* _Aim_:
Duplicate the rows starting at the beginning of the rows and ending at the line containing "267,323 -> 273,350", including both ends.

* _Records to use_:
>> START

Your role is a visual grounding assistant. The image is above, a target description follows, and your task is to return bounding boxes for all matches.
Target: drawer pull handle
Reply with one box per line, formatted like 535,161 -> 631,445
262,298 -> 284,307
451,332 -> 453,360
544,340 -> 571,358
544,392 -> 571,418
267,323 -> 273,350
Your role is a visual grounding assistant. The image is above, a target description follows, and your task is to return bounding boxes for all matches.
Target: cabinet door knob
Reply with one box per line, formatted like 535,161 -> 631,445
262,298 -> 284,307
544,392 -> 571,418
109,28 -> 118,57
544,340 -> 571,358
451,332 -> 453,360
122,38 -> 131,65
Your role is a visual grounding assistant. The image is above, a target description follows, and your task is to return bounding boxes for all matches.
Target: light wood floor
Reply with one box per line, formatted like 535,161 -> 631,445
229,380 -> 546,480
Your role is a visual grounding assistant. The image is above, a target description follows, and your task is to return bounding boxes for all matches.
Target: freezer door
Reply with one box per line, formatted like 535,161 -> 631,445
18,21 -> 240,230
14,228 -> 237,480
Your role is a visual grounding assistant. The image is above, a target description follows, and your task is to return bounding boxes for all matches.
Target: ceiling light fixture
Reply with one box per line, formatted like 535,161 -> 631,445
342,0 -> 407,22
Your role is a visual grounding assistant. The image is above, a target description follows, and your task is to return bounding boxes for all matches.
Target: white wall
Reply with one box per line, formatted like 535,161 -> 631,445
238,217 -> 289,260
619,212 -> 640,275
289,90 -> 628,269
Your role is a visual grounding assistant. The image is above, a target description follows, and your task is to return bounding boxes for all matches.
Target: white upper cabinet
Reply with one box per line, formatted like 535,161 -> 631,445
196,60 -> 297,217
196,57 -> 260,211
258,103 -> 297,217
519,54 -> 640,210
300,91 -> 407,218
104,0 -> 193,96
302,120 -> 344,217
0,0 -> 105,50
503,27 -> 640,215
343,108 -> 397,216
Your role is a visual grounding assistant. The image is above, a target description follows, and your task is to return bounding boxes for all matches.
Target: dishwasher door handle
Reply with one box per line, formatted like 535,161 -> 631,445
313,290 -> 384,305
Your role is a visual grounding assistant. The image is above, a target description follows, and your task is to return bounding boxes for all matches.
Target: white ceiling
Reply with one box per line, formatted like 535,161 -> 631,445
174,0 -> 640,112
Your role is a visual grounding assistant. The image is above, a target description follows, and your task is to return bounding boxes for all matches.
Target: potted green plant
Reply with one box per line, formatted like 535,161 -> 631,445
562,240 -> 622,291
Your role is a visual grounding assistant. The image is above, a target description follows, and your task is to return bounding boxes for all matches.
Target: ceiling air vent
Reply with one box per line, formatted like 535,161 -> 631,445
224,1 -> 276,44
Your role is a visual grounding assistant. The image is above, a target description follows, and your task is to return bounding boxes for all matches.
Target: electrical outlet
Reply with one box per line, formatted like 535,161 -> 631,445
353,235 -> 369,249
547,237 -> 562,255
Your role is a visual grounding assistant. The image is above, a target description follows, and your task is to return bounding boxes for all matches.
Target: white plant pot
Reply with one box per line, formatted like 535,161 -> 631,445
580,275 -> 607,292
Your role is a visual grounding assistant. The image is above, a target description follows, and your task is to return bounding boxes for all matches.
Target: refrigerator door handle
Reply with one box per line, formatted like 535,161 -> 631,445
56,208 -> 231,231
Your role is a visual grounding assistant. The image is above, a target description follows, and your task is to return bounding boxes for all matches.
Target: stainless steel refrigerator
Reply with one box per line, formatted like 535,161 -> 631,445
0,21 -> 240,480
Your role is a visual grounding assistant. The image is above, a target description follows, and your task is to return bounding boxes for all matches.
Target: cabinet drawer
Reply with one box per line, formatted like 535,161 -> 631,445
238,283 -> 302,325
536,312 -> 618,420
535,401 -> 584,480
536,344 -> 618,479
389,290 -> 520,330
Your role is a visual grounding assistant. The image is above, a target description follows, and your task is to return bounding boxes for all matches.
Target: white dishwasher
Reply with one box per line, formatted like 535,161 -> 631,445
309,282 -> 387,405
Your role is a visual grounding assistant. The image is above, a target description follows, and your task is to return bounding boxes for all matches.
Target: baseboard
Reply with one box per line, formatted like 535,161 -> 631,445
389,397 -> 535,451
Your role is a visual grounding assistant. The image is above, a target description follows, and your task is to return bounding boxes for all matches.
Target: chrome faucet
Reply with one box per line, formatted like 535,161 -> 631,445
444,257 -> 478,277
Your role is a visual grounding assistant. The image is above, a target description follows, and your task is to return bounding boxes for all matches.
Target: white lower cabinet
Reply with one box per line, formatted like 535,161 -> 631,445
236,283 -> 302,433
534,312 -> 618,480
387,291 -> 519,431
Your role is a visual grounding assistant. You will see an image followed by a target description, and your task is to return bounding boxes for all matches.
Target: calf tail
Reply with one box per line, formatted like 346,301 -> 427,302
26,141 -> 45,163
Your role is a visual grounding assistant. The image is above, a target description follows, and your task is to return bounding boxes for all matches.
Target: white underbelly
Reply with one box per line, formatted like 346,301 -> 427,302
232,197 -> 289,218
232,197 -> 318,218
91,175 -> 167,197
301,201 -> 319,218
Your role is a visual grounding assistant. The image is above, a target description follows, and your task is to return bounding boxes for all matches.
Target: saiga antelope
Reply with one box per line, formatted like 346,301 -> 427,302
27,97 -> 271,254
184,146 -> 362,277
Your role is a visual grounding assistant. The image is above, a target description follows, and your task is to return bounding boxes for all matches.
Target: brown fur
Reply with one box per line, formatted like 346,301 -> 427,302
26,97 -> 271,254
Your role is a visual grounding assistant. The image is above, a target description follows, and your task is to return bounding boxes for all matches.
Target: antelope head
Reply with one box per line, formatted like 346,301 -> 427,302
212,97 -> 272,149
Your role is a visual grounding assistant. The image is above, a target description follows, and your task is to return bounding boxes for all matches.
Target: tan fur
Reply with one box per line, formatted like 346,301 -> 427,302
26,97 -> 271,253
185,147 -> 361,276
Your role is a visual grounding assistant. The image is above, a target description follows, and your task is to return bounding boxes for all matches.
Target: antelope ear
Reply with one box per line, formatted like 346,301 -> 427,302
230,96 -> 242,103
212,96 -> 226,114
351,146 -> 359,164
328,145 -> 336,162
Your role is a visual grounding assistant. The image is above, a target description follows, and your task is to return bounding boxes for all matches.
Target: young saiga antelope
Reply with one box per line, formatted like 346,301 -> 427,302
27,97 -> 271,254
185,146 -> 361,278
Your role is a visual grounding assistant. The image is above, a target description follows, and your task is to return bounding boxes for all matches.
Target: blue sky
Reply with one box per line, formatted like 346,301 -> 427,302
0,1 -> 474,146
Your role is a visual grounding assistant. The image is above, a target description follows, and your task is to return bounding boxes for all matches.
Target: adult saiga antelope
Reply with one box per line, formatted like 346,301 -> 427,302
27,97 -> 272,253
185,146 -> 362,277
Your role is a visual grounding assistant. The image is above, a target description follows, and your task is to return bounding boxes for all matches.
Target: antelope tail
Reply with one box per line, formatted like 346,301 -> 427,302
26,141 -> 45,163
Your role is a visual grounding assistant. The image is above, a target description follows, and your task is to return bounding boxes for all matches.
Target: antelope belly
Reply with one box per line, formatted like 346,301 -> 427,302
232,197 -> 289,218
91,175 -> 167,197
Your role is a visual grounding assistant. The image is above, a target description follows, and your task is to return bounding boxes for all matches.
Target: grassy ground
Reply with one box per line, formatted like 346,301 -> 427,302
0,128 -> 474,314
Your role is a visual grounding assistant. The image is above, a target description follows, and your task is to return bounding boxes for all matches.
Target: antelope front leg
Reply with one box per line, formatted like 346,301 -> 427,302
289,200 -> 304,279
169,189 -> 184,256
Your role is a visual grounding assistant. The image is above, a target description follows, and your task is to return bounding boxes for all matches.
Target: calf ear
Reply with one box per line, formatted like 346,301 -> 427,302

>> END

* _Exercise response_:
Your role is a visual grounding assistant. The image is above, a target description follows, and your task is to return bounding boxes for all matches.
Target: drawer pull handle
Reply with one box per line, formatted like 535,161 -> 631,445
262,298 -> 284,307
451,332 -> 453,360
544,340 -> 571,358
544,392 -> 571,418
267,323 -> 273,350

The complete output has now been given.